Take the records underneath and set them down exactly.

* Region annotation entries
Start

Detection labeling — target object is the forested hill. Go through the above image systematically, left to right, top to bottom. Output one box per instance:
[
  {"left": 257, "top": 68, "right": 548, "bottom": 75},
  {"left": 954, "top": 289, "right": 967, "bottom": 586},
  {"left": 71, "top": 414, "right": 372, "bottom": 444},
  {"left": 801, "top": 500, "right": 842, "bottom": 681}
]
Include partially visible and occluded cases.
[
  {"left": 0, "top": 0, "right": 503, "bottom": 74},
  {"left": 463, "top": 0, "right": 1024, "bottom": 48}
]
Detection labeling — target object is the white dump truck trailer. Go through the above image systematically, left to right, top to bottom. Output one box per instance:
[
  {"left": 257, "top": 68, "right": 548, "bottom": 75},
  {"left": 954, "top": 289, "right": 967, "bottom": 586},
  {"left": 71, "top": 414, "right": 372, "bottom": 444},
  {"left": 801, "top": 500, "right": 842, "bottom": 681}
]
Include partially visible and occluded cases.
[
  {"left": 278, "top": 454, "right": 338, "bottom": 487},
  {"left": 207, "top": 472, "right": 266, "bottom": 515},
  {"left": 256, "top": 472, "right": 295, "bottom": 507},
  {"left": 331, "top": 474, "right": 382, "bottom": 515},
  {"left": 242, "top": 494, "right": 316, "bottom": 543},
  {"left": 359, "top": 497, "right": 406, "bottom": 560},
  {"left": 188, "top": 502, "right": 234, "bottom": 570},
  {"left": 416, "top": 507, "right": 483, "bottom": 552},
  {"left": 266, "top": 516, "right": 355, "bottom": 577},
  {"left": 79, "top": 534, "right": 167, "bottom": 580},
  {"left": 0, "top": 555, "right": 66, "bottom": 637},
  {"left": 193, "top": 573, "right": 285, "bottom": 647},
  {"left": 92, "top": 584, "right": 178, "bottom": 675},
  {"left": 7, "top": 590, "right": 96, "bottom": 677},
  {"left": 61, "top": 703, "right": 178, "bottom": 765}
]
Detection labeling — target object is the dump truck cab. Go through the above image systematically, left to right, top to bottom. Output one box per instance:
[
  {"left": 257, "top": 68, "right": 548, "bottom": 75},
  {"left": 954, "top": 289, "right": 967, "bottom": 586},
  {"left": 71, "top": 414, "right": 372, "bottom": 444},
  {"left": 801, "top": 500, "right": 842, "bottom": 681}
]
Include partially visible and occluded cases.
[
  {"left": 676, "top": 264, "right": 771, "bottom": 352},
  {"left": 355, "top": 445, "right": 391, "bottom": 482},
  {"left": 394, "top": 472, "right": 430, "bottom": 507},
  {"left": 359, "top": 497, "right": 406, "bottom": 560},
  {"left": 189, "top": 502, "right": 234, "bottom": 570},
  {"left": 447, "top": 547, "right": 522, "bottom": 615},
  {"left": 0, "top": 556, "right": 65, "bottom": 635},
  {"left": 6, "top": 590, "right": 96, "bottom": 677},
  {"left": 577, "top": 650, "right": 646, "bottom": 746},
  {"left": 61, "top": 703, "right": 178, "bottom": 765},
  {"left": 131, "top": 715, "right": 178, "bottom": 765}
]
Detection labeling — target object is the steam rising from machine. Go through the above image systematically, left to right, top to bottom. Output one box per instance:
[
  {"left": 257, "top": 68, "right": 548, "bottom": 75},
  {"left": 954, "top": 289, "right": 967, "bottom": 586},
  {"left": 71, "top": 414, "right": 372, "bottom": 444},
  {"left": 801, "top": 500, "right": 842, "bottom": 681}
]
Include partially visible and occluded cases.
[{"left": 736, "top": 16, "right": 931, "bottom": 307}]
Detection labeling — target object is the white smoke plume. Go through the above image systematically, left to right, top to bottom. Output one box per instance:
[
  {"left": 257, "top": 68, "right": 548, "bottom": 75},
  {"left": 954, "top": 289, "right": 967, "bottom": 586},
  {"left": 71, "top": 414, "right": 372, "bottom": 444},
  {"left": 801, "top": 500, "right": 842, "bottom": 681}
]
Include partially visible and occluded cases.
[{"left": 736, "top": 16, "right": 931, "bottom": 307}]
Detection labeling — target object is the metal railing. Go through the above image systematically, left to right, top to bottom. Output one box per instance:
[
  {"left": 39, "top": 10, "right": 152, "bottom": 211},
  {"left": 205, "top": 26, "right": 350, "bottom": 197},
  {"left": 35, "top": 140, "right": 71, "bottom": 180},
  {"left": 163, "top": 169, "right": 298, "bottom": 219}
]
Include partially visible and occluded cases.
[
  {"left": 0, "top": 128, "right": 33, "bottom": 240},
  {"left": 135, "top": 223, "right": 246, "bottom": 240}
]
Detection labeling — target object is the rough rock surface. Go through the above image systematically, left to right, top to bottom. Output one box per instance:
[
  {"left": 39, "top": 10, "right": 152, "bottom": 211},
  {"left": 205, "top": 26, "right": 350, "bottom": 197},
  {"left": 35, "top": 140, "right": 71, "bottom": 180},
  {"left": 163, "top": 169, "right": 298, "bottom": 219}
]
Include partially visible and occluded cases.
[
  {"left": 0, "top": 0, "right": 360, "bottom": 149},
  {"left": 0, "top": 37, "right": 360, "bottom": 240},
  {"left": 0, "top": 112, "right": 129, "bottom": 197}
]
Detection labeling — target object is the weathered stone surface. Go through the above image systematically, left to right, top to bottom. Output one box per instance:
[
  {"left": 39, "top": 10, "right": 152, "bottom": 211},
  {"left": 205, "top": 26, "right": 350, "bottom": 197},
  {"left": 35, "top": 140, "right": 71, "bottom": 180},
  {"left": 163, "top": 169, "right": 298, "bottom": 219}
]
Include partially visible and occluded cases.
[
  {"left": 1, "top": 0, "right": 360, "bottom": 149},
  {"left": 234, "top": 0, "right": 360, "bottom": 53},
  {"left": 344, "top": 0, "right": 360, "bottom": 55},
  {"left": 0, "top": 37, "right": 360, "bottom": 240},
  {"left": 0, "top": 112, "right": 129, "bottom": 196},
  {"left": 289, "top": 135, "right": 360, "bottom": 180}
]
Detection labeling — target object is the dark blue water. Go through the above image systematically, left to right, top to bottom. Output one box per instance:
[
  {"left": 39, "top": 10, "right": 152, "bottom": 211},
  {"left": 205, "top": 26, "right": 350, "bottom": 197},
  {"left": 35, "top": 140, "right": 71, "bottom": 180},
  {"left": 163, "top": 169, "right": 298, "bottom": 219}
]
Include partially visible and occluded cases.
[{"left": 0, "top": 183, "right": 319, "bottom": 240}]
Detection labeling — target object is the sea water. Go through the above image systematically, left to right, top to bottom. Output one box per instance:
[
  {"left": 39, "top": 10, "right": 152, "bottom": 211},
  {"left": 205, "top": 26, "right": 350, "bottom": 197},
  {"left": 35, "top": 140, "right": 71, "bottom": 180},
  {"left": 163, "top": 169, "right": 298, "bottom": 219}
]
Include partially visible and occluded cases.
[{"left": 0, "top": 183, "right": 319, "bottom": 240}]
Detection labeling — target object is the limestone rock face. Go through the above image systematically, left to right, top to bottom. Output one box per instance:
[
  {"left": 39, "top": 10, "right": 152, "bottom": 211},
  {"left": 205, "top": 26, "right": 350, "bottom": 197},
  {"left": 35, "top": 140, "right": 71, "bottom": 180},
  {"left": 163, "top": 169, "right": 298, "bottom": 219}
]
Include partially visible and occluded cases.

End

* Completed task
Detection labeling — target object is the forested hill. Go through the above image systematically, left to right, top to bottom. Output one box per instance:
[
  {"left": 257, "top": 68, "right": 548, "bottom": 75},
  {"left": 954, "top": 289, "right": 967, "bottom": 586},
  {"left": 71, "top": 414, "right": 372, "bottom": 444},
  {"left": 801, "top": 500, "right": 842, "bottom": 681}
]
Include partially visible and occluded cases.
[
  {"left": 0, "top": 0, "right": 503, "bottom": 74},
  {"left": 463, "top": 0, "right": 1024, "bottom": 48}
]
Detection labeling — target object is the white dump truck trailer. Go through the above image systematically, left to right, top to bottom. Output one box per instance:
[
  {"left": 257, "top": 68, "right": 548, "bottom": 75},
  {"left": 954, "top": 289, "right": 967, "bottom": 586},
  {"left": 71, "top": 414, "right": 372, "bottom": 444},
  {"left": 801, "top": 500, "right": 842, "bottom": 681}
]
Include partially visible and occluded cases.
[
  {"left": 278, "top": 454, "right": 338, "bottom": 487},
  {"left": 207, "top": 472, "right": 266, "bottom": 515},
  {"left": 256, "top": 472, "right": 295, "bottom": 507},
  {"left": 331, "top": 474, "right": 382, "bottom": 515},
  {"left": 242, "top": 494, "right": 316, "bottom": 543},
  {"left": 359, "top": 497, "right": 406, "bottom": 560},
  {"left": 188, "top": 502, "right": 234, "bottom": 570},
  {"left": 416, "top": 507, "right": 483, "bottom": 552},
  {"left": 266, "top": 516, "right": 355, "bottom": 577},
  {"left": 79, "top": 534, "right": 167, "bottom": 580},
  {"left": 0, "top": 555, "right": 66, "bottom": 637},
  {"left": 193, "top": 573, "right": 285, "bottom": 647},
  {"left": 92, "top": 584, "right": 178, "bottom": 675},
  {"left": 7, "top": 590, "right": 96, "bottom": 677},
  {"left": 61, "top": 703, "right": 178, "bottom": 765}
]
Detection labeling — target object is the dump truck cab. Go through the above image systematically, left to right, top to bottom. Output one box per instance:
[
  {"left": 257, "top": 68, "right": 548, "bottom": 75},
  {"left": 954, "top": 289, "right": 967, "bottom": 586},
  {"left": 71, "top": 414, "right": 372, "bottom": 444},
  {"left": 801, "top": 500, "right": 842, "bottom": 681}
]
Include partially visible and occluded cases.
[
  {"left": 676, "top": 264, "right": 771, "bottom": 352},
  {"left": 355, "top": 445, "right": 391, "bottom": 482},
  {"left": 394, "top": 472, "right": 430, "bottom": 507},
  {"left": 359, "top": 497, "right": 406, "bottom": 560},
  {"left": 189, "top": 502, "right": 234, "bottom": 570},
  {"left": 447, "top": 547, "right": 522, "bottom": 615},
  {"left": 0, "top": 556, "right": 65, "bottom": 635},
  {"left": 6, "top": 590, "right": 96, "bottom": 677},
  {"left": 577, "top": 650, "right": 646, "bottom": 746},
  {"left": 61, "top": 703, "right": 178, "bottom": 765},
  {"left": 131, "top": 715, "right": 178, "bottom": 765}
]
Detection labeling — target object is the steam rising from machine. Go through the above image systematically, left to right, top to bottom. Output one box per instance:
[
  {"left": 257, "top": 68, "right": 548, "bottom": 75},
  {"left": 954, "top": 289, "right": 967, "bottom": 586},
  {"left": 71, "top": 414, "right": 372, "bottom": 444},
  {"left": 801, "top": 500, "right": 842, "bottom": 681}
]
Include partially visible and occluded cases.
[{"left": 736, "top": 16, "right": 931, "bottom": 307}]
Detection labeling — target object is the white smoke plume. Go through the above image systematically, left to right, top to bottom. Output one box per instance:
[
  {"left": 257, "top": 68, "right": 548, "bottom": 75},
  {"left": 954, "top": 289, "right": 967, "bottom": 586},
  {"left": 71, "top": 414, "right": 372, "bottom": 444},
  {"left": 801, "top": 500, "right": 842, "bottom": 681}
]
Include partially visible and occluded cases.
[{"left": 736, "top": 16, "right": 931, "bottom": 307}]
Detection labeling — target object is the metal railing. Go through the above image systematically, left to right, top to bottom. Output one box per instance:
[
  {"left": 39, "top": 10, "right": 152, "bottom": 211},
  {"left": 205, "top": 26, "right": 350, "bottom": 197},
  {"left": 35, "top": 140, "right": 71, "bottom": 180},
  {"left": 163, "top": 169, "right": 298, "bottom": 219}
]
Include partially visible and occluded cases.
[
  {"left": 0, "top": 128, "right": 33, "bottom": 240},
  {"left": 135, "top": 223, "right": 246, "bottom": 240}
]
Detection labeling — target object is the rough rock surface. Go through the above image systematically, left to right, top to bottom. Output one box per instance:
[
  {"left": 39, "top": 10, "right": 152, "bottom": 211},
  {"left": 205, "top": 26, "right": 350, "bottom": 197},
  {"left": 35, "top": 140, "right": 71, "bottom": 180},
  {"left": 163, "top": 169, "right": 298, "bottom": 219}
]
Include partially visible and occluded cases.
[
  {"left": 0, "top": 0, "right": 360, "bottom": 149},
  {"left": 0, "top": 37, "right": 360, "bottom": 240},
  {"left": 0, "top": 112, "right": 129, "bottom": 197}
]
Detection labeling — target object is the weathered stone surface. Go through the above image systematically, left to right, top to bottom. Output one box per instance:
[
  {"left": 39, "top": 10, "right": 152, "bottom": 211},
  {"left": 205, "top": 26, "right": 350, "bottom": 197},
  {"left": 35, "top": 140, "right": 71, "bottom": 180},
  {"left": 163, "top": 169, "right": 298, "bottom": 219}
]
Include partially visible and occluded cases.
[
  {"left": 1, "top": 0, "right": 360, "bottom": 149},
  {"left": 234, "top": 0, "right": 360, "bottom": 53},
  {"left": 344, "top": 0, "right": 360, "bottom": 55},
  {"left": 0, "top": 37, "right": 360, "bottom": 240},
  {"left": 0, "top": 112, "right": 129, "bottom": 196},
  {"left": 289, "top": 135, "right": 360, "bottom": 180}
]
Detection labeling — target object is the dark blue water. Go through the above image systematically, left to right, top to bottom. Output one box per instance:
[
  {"left": 39, "top": 10, "right": 152, "bottom": 211},
  {"left": 205, "top": 26, "right": 350, "bottom": 197},
  {"left": 35, "top": 140, "right": 71, "bottom": 180},
  {"left": 163, "top": 169, "right": 298, "bottom": 219}
]
Include partially visible and occluded cases.
[{"left": 0, "top": 183, "right": 319, "bottom": 240}]
Detection labeling — target object is the sea water. Go through the above image systematically, left to right, top to bottom. Output one box per instance:
[
  {"left": 39, "top": 10, "right": 152, "bottom": 211},
  {"left": 205, "top": 26, "right": 350, "bottom": 197},
  {"left": 35, "top": 140, "right": 71, "bottom": 180},
  {"left": 163, "top": 169, "right": 298, "bottom": 219}
]
Include partially visible and occluded cases.
[{"left": 0, "top": 183, "right": 319, "bottom": 240}]
Detection labeling — target object is the limestone rock face. Go through the above image systematically, left to right, top to bottom. Output one box per instance:
[
  {"left": 39, "top": 10, "right": 152, "bottom": 211},
  {"left": 205, "top": 26, "right": 350, "bottom": 197},
  {"left": 35, "top": 140, "right": 71, "bottom": 180},
  {"left": 163, "top": 169, "right": 298, "bottom": 219}
]
Include partially visible and occluded cases.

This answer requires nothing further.